═════ INPUT RECORDS ═════
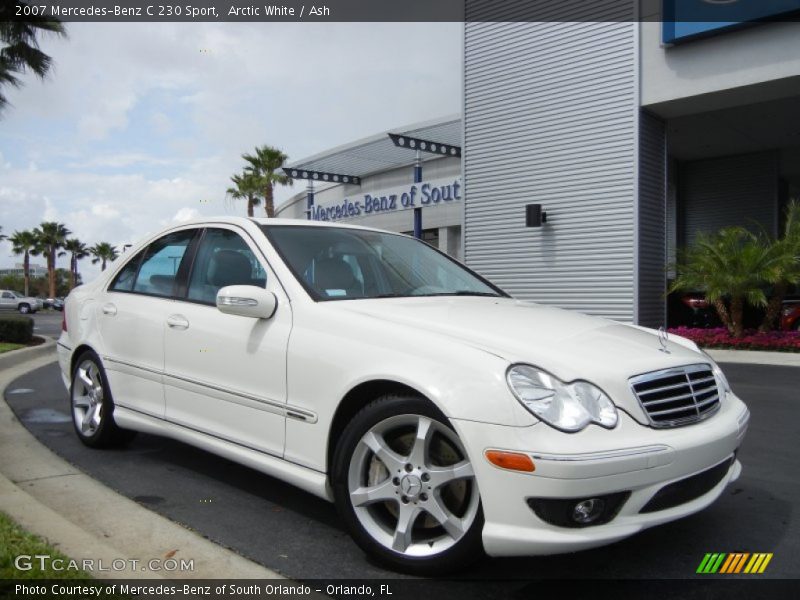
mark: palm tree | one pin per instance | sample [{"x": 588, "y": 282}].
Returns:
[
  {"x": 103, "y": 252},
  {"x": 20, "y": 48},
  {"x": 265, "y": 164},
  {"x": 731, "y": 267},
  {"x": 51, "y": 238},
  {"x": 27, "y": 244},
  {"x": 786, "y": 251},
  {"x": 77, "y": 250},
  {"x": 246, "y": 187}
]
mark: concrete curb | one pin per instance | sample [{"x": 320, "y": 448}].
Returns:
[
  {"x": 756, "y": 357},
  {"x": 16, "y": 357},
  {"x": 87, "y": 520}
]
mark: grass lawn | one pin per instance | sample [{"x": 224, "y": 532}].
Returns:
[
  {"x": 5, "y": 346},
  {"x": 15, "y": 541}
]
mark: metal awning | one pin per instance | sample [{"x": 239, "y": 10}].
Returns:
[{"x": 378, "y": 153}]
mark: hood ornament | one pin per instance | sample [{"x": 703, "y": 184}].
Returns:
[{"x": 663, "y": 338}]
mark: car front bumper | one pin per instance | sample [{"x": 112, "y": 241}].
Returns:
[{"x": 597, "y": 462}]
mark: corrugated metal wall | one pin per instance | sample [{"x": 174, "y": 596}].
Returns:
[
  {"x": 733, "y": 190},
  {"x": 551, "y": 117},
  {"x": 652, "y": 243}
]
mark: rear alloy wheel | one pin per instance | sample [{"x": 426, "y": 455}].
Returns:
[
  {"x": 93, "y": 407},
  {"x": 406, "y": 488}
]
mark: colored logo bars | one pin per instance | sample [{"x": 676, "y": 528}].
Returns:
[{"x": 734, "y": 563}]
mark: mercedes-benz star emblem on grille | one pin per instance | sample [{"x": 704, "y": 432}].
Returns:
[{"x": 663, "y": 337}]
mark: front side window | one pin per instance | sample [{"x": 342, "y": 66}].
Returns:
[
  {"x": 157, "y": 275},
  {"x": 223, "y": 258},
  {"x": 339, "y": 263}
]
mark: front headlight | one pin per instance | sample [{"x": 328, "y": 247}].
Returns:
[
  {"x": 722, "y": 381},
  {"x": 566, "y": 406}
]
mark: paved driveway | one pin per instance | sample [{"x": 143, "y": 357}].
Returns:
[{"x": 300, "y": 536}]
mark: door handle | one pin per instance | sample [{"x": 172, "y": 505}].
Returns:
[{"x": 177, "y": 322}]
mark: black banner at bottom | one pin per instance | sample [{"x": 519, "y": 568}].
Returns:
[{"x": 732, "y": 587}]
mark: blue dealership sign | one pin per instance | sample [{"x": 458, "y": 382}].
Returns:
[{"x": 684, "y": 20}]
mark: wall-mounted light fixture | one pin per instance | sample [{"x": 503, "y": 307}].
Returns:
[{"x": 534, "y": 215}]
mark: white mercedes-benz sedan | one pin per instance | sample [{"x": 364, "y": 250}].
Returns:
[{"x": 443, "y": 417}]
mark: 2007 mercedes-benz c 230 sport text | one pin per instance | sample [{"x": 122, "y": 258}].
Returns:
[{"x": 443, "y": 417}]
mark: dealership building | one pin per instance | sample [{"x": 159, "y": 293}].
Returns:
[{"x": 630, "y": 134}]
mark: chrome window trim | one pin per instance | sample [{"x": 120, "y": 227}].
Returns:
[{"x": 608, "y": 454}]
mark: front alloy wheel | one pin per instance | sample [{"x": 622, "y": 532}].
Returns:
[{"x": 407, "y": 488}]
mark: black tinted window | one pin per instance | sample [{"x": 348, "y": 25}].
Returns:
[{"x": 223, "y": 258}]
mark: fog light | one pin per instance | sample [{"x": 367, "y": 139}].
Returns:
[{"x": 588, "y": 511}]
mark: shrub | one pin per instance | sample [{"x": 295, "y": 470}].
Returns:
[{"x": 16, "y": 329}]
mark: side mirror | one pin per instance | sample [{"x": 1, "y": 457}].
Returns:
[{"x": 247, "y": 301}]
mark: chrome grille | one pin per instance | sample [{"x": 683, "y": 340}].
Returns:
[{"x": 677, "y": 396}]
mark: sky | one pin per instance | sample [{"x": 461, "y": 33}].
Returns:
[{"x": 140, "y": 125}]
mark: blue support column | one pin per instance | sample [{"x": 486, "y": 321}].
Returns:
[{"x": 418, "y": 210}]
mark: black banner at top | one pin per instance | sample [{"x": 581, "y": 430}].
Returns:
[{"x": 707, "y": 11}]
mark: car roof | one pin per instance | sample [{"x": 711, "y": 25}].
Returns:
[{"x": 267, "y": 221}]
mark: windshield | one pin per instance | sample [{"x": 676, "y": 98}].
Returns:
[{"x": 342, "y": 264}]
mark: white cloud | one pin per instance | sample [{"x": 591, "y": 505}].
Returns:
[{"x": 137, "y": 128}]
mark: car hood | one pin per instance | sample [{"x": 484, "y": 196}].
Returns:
═════
YOUR GOAL - Please repeat every row above word for word, leaving out the pictures.

RESULT OF THIS TASK -
mark: palm tree | one pin per instance | sample [{"x": 588, "y": 282}].
Returns:
[
  {"x": 103, "y": 252},
  {"x": 20, "y": 48},
  {"x": 265, "y": 164},
  {"x": 731, "y": 267},
  {"x": 51, "y": 238},
  {"x": 27, "y": 244},
  {"x": 786, "y": 251},
  {"x": 77, "y": 250},
  {"x": 246, "y": 187}
]
mark: concrete curb | one pin per instance | sample [{"x": 320, "y": 448}].
Returns:
[
  {"x": 756, "y": 357},
  {"x": 16, "y": 357},
  {"x": 87, "y": 520}
]
mark: grass lawn | one pin per instance | sample [{"x": 224, "y": 532}].
Returns:
[
  {"x": 5, "y": 346},
  {"x": 15, "y": 541}
]
mark: metal awning | one pin per instance | sample [{"x": 239, "y": 10}].
Returns:
[{"x": 378, "y": 153}]
mark: hood ornament | one pin per instance | sample [{"x": 703, "y": 184}].
Returns:
[{"x": 663, "y": 338}]
mark: car front bumper | one pin per instance | sample [{"x": 112, "y": 241}].
Returns:
[{"x": 597, "y": 462}]
mark: corrugated metal wall | one pin per instance | sample [{"x": 174, "y": 596}].
Returns:
[
  {"x": 733, "y": 190},
  {"x": 551, "y": 117},
  {"x": 652, "y": 243}
]
mark: rear alloy wheel | one pin per instance | sample [{"x": 426, "y": 455}].
Returns:
[
  {"x": 93, "y": 407},
  {"x": 406, "y": 488}
]
mark: colored logo bars | one pin per instance | sample [{"x": 676, "y": 528}].
Returns:
[{"x": 734, "y": 563}]
mark: mercedes-benz star emblem on grille | one pin per instance | sample [{"x": 704, "y": 432}].
Returns:
[{"x": 663, "y": 337}]
mark: front side window | one pin per instance | sample [{"x": 342, "y": 66}].
Returns:
[
  {"x": 157, "y": 275},
  {"x": 223, "y": 258},
  {"x": 339, "y": 263}
]
mark: front headlight | one pin per instance | sample [{"x": 328, "y": 247}].
Returns:
[
  {"x": 722, "y": 381},
  {"x": 566, "y": 406}
]
mark: paved driveway | one pin per instance | sample [{"x": 143, "y": 357}].
Returns:
[{"x": 300, "y": 536}]
mark: door handle | one pin per instance | sample [{"x": 172, "y": 505}].
Returns:
[{"x": 177, "y": 322}]
mark: black banner at bottom | one pin per instance | sample [{"x": 519, "y": 568}].
Returns:
[{"x": 732, "y": 587}]
mark: blue dealership sign | one pin per instance | sample [{"x": 458, "y": 382}].
Returns:
[{"x": 684, "y": 20}]
mark: wall-mounted light fixture | one pin per instance | sample [{"x": 503, "y": 307}].
Returns:
[{"x": 534, "y": 215}]
mark: white mercedes-benz sedan | one pin per instance | sample [{"x": 364, "y": 250}].
Returns:
[{"x": 443, "y": 417}]
mark: 2007 mercedes-benz c 230 sport text | one pin per instance | sample [{"x": 122, "y": 258}].
Returns:
[{"x": 443, "y": 417}]
mark: dealership building | one pin per instance | sample [{"x": 159, "y": 293}].
Returns:
[{"x": 630, "y": 134}]
mark: chrome window trim | one pin per instance | sample [{"x": 120, "y": 227}].
Returns:
[{"x": 608, "y": 454}]
mark: front alloy wheel | one pin per instance | sample [{"x": 622, "y": 532}].
Returns:
[{"x": 407, "y": 488}]
mark: black tinted window | one pin per instance | sample [{"x": 348, "y": 25}].
Returns:
[{"x": 223, "y": 258}]
mark: fog light | one pin per instance | sample [{"x": 367, "y": 139}].
Returns:
[{"x": 588, "y": 511}]
mark: shrub | one pin per instance | sample [{"x": 295, "y": 470}].
Returns:
[{"x": 16, "y": 329}]
mark: side mirror | one pin per instance | sample [{"x": 1, "y": 457}].
Returns:
[{"x": 247, "y": 301}]
mark: chrome grille | one pin per instance | sample [{"x": 683, "y": 340}].
Returns:
[{"x": 677, "y": 396}]
mark: sky | one pin per instance | sample [{"x": 461, "y": 33}].
Returns:
[{"x": 140, "y": 125}]
mark: blue support column | one pin per instance | sample [{"x": 486, "y": 321}].
Returns:
[{"x": 418, "y": 210}]
mark: black banner at top | one pin per instance | sample [{"x": 581, "y": 430}].
Returns:
[{"x": 707, "y": 11}]
mark: car roof | one pin per instance | sample [{"x": 711, "y": 25}].
Returns:
[{"x": 267, "y": 221}]
mark: windshield | one pin per instance | sample [{"x": 676, "y": 98}].
Returns:
[{"x": 342, "y": 264}]
mark: white cloud | one pin per instance | sample [{"x": 591, "y": 505}].
Returns:
[{"x": 137, "y": 128}]
mark: car hood | one pin per instance | sample [{"x": 484, "y": 196}].
Returns:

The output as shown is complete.